- EXERCISE 1:
Translate into Spanish this sentence from the Hunchback review: "Execution is more important than concept."
- EXERCISE 2:
Transcribe the Hunchback review from "Consider Disney’s The Hunchback" to "GODS THE MUSIC!".
- EXERCISE 3:
Pick up the Hunchback review after its final sentence and carry it forward.

___ SOURCE TEXT

Month: August 2017

Disney(ish) Reviews with the Unshaved Mouse: The Hunchback of Notre Dame II

It’s not what you do, it’s how you do it. Execution is more important than concept.

Consider Disney’s The Hunchback of Notre Dame.

Doing Victor Hugo’s classic melodrama as an animated Disney musical is an objectively terrible idea. Awful. Comedically bad. You would have to really sit down and think to come up with a classic novel less suited to the genre. Dracula has more potential as a Renaissance Disney movie than Hunchback (Magical villain with a cape and animal sidekicks, heroine who yearns for more than her safe, stale existence, funny comedy relief foreigner and a happy ending, what more do you want?).

But the thing about Hunchback is that, despite the inherent cruddiness of the core concept, everything else is JUST SO GOOD. That animation! The character designs! The backgrounds! The acting! The direction! The singing! The music! YE GODS THE MUSIC!

______
___ DATASET RECORDS

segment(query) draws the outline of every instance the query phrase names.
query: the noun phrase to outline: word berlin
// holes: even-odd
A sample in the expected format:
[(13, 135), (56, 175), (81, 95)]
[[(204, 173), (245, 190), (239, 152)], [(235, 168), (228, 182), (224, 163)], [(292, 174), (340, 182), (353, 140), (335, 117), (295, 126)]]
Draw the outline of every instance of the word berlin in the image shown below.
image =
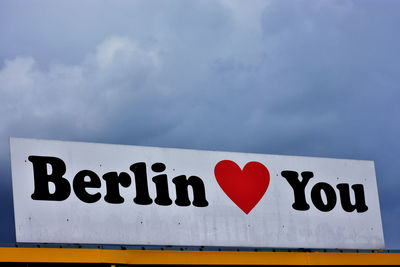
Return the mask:
[[(64, 201), (71, 194), (71, 184), (64, 177), (67, 166), (65, 162), (57, 157), (30, 155), (28, 157), (33, 167), (34, 192), (31, 195), (33, 200)], [(49, 168), (50, 167), (50, 168)], [(150, 205), (153, 203), (161, 206), (172, 205), (168, 191), (168, 177), (163, 172), (166, 165), (155, 162), (151, 165), (152, 182), (155, 185), (156, 197), (150, 197), (148, 189), (148, 166), (145, 162), (137, 162), (129, 167), (133, 174), (136, 197), (133, 202), (138, 205)], [(216, 179), (225, 194), (240, 208), (248, 214), (266, 193), (269, 186), (268, 169), (259, 162), (249, 162), (240, 169), (235, 162), (229, 160), (220, 161), (214, 167)], [(131, 174), (131, 175), (132, 175)], [(105, 181), (106, 193), (104, 200), (111, 204), (120, 204), (125, 199), (120, 194), (120, 187), (129, 187), (132, 178), (127, 172), (117, 173), (107, 172), (102, 175)], [(301, 179), (300, 177), (301, 176)], [(225, 179), (226, 177), (226, 179)], [(314, 178), (312, 171), (302, 171), (299, 175), (297, 171), (282, 170), (281, 179), (287, 181), (293, 192), (294, 202), (292, 208), (298, 211), (310, 209), (310, 204), (306, 201), (306, 187), (310, 179)], [(206, 188), (202, 179), (198, 176), (179, 175), (172, 179), (176, 190), (174, 203), (177, 206), (207, 207), (209, 202), (206, 198)], [(251, 183), (253, 183), (251, 185)], [(49, 187), (54, 185), (53, 189)], [(192, 189), (192, 201), (189, 197), (189, 186)], [(89, 193), (87, 189), (98, 189), (102, 187), (102, 182), (97, 173), (92, 170), (81, 170), (77, 172), (72, 180), (72, 188), (75, 195), (85, 203), (94, 203), (101, 199), (101, 193)], [(351, 190), (353, 191), (353, 201), (351, 200)], [(311, 202), (321, 212), (331, 211), (340, 199), (341, 207), (346, 212), (357, 211), (359, 213), (368, 210), (365, 201), (364, 186), (362, 184), (349, 185), (339, 183), (336, 185), (338, 195), (334, 187), (326, 182), (316, 183), (311, 188)], [(91, 190), (91, 192), (93, 192)]]

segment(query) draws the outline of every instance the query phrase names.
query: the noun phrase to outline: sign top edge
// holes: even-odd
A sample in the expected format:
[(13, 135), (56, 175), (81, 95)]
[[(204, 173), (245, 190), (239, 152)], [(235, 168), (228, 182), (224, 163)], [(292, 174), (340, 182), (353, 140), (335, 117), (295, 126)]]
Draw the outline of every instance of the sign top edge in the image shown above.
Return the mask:
[(10, 136), (10, 144), (13, 140), (25, 140), (25, 141), (49, 141), (49, 142), (60, 142), (60, 143), (77, 143), (77, 144), (93, 144), (93, 145), (106, 145), (106, 146), (124, 146), (124, 147), (147, 147), (156, 149), (174, 149), (184, 151), (201, 151), (201, 152), (222, 152), (222, 153), (240, 153), (248, 155), (268, 155), (268, 156), (284, 156), (284, 157), (301, 157), (310, 159), (332, 159), (332, 160), (346, 160), (346, 161), (362, 161), (371, 162), (374, 164), (374, 160), (366, 159), (351, 159), (351, 158), (335, 158), (335, 157), (317, 157), (317, 156), (304, 156), (304, 155), (285, 155), (285, 154), (269, 154), (269, 153), (257, 153), (257, 152), (240, 152), (240, 151), (229, 151), (229, 150), (211, 150), (211, 149), (194, 149), (194, 148), (177, 148), (177, 147), (162, 147), (162, 146), (147, 146), (147, 145), (132, 145), (132, 144), (116, 144), (116, 143), (99, 143), (99, 142), (87, 142), (87, 141), (70, 141), (70, 140), (56, 140), (56, 139), (41, 139), (41, 138), (25, 138), (25, 137), (13, 137)]

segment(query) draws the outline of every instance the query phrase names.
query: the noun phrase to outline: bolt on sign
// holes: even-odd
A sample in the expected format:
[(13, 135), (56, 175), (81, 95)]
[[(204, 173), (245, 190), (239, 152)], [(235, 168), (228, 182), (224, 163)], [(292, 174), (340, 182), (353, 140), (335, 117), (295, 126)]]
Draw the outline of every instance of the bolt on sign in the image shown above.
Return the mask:
[(11, 138), (17, 242), (381, 249), (373, 161)]

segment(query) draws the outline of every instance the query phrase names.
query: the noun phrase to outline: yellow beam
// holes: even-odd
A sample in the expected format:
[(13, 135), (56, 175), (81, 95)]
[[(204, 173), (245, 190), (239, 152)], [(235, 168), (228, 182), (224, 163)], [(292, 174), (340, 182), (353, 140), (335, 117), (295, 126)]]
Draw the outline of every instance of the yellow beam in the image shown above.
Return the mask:
[(0, 262), (186, 265), (399, 265), (400, 253), (0, 248)]

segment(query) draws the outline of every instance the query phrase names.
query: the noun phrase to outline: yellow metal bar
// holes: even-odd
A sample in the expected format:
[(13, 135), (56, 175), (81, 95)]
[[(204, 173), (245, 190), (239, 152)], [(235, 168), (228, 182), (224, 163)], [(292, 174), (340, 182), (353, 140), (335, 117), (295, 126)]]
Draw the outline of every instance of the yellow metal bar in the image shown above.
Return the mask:
[(400, 253), (0, 248), (0, 262), (186, 265), (400, 265)]

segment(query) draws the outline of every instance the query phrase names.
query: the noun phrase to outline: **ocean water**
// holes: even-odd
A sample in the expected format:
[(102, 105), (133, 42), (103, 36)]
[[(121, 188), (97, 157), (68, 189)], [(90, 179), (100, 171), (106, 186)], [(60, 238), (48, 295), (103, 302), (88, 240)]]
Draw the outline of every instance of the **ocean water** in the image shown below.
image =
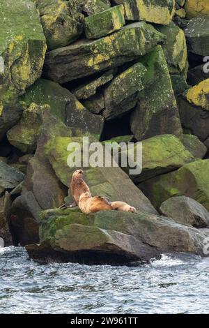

______

- RESPONSE BOX 1:
La ejecución es más importante que el concepto.

- RESPONSE BOX 2:
Consider Disney’s The Hunchback of Notre Dame.

Doing Victor Hugo’s classic melodrama as an animated Disney musical is an objectively terrible idea. Awful. Comedically bad. You would have to really sit down and think to come up with a classic novel less suited to the genre. Dracula has more potential as a Renaissance Disney movie than Hunchback (Magical villain with a cape and animal sidekicks, heroine who yearns for more than her safe, stale existence, funny comedy relief foreigner and a happy ending, what more do you want?).

But the thing about Hunchback is that, despite the inherent cruddiness of the core concept, everything else is JUST SO GOOD. That animation! The character designs! The backgrounds! The acting! The direction! The singing! The music! YE GODS THE MUSIC!

- RESPONSE BOX 3:
So what if the final product resembles Hugo’s work so loosely that Disney might as well have claimed it was original IP and called it the “The Adventures of Maurice the Not-So-Pretty Bell Man”? Gorgeous movie is gorgeous.

But what if…what if all that was taken away?

What if you took away the animation, the character designs, the backgrounds, the acting, the direction, the singing, the music ye gods the music?

What if all you had left was that initial terrible, terrible idea?

Probably something like The Hunchback of Notre Dame 2, produced in 2000 but only released in 2002, presumably out of shame. This movie is why we have words like “nadir”.

Let me be clear. It’s not simply terrible compared to the original. It’s not simply terrible as a movie in its own right. It is terrible compared to other Disney Sequels.

Scared?

By God, you should be.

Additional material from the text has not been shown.